WORK INSTRUCTION 1 |
In the science fiction passage, what mental abilities have people developed?
WORK INSTRUCTION 2 |
Copy the science fiction passage word for word between "In this time" and "has been discovered.", inclusive.

DOCUMENT SECTION |
In this time mankind has started patrolling the other planets in the solar system, but has not yet developed any kind of faster than light travel. We also soon learn that people have developed the mental ability to control others' minds and to move small objects, and that a new metal – call it Unobtanium, since that's total world production apparently only amounts to around 1kg – has been discovered.


These aren't the droids you're looking for...

But if man is technologically more advanced than now, he is also several hundred years behind the alien species to whose attentions he has new come. Worse, these aliens are if anything behind contemporary man in terms of their culture and civilisation, inasmuch as they soon decide that Earth makes for a useful supply of resources, including slaves, to be auctioned off to the highest bidder.

Point localization data:
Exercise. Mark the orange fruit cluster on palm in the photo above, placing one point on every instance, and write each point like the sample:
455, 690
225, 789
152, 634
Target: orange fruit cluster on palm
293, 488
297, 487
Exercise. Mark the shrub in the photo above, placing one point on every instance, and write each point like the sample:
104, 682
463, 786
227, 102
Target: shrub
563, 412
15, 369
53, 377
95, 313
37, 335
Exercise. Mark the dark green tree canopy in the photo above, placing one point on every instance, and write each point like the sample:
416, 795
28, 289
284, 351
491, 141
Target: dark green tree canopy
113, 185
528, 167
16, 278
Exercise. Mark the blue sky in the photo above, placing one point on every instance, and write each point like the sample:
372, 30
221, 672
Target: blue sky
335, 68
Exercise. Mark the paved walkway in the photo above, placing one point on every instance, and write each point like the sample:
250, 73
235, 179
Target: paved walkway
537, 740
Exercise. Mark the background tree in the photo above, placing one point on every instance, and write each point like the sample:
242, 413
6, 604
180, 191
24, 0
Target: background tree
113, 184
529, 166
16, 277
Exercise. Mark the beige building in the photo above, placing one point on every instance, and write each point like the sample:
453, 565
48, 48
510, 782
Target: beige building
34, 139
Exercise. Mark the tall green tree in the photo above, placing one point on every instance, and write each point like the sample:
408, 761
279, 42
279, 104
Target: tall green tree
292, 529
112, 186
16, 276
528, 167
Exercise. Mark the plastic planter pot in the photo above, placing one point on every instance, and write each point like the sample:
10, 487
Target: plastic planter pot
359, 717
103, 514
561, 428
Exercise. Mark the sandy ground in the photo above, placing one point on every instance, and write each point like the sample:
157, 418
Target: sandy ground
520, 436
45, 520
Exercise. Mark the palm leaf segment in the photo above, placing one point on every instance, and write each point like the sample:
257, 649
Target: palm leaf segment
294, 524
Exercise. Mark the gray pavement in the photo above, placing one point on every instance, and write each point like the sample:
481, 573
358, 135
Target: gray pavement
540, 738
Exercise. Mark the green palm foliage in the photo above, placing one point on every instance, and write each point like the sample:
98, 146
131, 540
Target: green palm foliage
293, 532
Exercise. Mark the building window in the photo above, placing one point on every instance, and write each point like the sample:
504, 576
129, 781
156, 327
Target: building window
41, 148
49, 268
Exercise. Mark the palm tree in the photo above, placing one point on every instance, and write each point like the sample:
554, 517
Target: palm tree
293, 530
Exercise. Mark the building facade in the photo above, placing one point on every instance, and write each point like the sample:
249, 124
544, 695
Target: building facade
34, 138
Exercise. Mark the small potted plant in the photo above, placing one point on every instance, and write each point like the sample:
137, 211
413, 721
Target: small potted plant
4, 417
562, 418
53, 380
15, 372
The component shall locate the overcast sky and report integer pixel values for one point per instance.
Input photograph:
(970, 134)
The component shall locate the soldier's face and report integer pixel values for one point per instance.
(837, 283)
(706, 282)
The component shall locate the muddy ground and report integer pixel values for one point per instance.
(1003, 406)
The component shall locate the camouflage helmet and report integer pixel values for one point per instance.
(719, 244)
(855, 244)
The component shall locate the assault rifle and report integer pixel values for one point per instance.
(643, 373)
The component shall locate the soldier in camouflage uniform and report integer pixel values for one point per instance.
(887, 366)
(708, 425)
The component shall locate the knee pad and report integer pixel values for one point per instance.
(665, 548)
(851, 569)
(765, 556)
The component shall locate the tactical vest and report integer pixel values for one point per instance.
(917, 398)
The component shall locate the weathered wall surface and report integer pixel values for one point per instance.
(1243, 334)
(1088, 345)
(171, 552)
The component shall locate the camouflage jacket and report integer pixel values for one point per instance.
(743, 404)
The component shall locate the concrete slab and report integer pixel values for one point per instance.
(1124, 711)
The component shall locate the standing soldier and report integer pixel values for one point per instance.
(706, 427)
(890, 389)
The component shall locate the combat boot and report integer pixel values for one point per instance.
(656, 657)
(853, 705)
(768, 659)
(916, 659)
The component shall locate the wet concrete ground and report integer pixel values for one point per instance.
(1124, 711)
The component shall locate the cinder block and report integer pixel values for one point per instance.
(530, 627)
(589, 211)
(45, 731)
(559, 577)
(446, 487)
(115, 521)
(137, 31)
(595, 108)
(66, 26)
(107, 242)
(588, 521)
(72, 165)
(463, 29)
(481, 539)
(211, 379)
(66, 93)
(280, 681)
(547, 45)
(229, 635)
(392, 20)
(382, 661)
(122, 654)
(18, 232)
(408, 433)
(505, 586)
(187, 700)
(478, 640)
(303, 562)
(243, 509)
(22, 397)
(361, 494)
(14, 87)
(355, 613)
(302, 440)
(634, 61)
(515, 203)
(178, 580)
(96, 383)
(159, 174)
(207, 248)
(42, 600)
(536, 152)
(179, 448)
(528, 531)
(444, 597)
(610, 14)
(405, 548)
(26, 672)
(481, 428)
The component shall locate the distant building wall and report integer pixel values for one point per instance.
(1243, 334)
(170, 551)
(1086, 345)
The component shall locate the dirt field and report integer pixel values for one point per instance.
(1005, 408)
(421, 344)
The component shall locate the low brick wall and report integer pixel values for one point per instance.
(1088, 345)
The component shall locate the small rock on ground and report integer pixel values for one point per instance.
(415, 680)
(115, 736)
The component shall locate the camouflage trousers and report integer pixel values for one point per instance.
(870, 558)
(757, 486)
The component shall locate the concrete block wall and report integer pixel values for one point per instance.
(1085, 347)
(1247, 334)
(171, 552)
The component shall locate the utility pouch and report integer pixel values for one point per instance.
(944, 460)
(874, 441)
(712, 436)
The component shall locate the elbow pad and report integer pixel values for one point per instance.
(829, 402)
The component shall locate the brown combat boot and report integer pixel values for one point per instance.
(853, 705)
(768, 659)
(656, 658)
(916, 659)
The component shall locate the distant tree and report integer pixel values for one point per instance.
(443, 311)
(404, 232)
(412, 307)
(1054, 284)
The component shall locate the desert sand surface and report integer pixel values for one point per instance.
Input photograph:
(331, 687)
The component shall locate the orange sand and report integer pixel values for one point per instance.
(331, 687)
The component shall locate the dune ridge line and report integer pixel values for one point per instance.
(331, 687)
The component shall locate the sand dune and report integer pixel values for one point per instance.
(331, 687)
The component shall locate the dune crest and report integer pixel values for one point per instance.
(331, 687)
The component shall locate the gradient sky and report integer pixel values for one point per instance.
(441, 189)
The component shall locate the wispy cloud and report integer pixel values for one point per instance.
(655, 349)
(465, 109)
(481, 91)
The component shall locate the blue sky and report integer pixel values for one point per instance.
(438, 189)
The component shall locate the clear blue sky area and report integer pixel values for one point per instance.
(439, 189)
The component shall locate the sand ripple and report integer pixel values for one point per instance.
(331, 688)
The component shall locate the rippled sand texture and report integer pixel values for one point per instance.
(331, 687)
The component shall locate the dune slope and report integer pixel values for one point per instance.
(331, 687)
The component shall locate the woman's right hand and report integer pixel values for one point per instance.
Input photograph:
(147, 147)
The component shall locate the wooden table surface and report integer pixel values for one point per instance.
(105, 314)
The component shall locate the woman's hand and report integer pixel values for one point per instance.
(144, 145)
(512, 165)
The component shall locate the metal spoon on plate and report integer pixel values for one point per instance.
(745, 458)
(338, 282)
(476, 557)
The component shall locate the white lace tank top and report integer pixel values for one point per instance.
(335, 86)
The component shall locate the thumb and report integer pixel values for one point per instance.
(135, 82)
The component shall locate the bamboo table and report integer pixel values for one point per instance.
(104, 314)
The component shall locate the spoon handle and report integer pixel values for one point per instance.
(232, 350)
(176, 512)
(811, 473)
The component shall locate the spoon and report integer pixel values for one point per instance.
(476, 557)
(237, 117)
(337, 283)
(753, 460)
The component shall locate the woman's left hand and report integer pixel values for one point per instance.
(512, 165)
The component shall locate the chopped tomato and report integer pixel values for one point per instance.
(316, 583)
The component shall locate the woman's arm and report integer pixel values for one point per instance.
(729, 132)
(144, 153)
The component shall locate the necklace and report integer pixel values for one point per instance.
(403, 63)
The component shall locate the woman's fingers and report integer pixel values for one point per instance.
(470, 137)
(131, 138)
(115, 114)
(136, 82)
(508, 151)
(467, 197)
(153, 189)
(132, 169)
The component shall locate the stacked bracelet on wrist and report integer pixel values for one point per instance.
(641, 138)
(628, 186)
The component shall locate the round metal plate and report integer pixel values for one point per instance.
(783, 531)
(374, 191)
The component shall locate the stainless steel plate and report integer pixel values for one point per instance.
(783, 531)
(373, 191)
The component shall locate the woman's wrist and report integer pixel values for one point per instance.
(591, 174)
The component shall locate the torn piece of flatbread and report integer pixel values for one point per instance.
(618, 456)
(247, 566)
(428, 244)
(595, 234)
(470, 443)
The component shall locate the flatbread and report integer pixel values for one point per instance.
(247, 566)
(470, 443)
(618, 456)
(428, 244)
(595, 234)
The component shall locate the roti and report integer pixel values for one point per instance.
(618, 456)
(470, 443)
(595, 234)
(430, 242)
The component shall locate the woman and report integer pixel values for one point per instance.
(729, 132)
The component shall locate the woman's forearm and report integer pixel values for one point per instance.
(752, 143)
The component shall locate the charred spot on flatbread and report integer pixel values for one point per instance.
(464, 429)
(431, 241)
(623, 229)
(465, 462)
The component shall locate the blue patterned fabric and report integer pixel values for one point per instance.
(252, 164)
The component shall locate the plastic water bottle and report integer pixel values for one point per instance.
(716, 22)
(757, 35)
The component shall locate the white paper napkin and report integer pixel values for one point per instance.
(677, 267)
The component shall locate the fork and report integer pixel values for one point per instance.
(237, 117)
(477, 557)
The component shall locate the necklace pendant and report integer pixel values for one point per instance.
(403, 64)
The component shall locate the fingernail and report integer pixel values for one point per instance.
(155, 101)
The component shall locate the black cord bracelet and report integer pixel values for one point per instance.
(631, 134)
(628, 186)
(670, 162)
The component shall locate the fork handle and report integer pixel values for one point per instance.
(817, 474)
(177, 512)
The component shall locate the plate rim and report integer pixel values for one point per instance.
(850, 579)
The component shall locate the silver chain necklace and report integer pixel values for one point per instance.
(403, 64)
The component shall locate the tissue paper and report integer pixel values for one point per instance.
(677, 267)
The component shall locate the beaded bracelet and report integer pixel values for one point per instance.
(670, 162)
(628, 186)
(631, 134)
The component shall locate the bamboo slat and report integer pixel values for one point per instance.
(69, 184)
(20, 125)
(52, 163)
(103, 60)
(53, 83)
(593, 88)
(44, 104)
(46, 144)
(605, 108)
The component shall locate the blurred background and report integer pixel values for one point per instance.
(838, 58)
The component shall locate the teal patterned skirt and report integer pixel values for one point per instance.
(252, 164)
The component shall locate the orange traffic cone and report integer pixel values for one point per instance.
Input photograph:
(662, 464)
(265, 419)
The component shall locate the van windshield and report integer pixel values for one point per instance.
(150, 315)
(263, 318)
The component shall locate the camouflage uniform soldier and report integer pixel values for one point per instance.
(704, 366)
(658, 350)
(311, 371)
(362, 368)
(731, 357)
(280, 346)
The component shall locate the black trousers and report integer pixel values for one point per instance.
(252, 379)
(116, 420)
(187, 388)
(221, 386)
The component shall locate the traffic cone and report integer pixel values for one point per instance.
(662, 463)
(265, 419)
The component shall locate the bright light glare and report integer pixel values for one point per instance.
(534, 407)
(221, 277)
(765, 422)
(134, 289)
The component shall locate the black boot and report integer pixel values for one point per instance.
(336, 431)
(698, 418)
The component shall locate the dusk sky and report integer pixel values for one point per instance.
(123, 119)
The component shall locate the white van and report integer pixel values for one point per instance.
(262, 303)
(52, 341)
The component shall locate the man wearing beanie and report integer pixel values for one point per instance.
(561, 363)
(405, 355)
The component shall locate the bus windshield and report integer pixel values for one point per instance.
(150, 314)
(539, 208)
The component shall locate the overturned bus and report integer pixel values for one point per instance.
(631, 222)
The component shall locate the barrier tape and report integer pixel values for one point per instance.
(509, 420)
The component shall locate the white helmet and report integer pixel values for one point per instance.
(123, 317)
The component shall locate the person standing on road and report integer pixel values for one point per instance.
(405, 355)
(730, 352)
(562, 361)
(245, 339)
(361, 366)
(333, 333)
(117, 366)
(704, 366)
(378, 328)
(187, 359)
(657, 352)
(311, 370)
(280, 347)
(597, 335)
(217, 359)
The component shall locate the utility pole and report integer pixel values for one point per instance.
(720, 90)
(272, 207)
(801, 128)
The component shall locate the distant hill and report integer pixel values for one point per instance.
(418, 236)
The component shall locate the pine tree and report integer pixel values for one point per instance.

ANSWER 1 |
They can control others' minds and move small objects.

ANSWER 2 |
In this time mankind has started patrolling the other planets in the solar system, but has not yet developed any kind of faster than light travel. We also soon learn that people have developed the mental ability to control others' minds and to move small objects, and that a new metal – call it Unobtanium, since that's total world production apparently only amounts to around 1kg – has been discovered.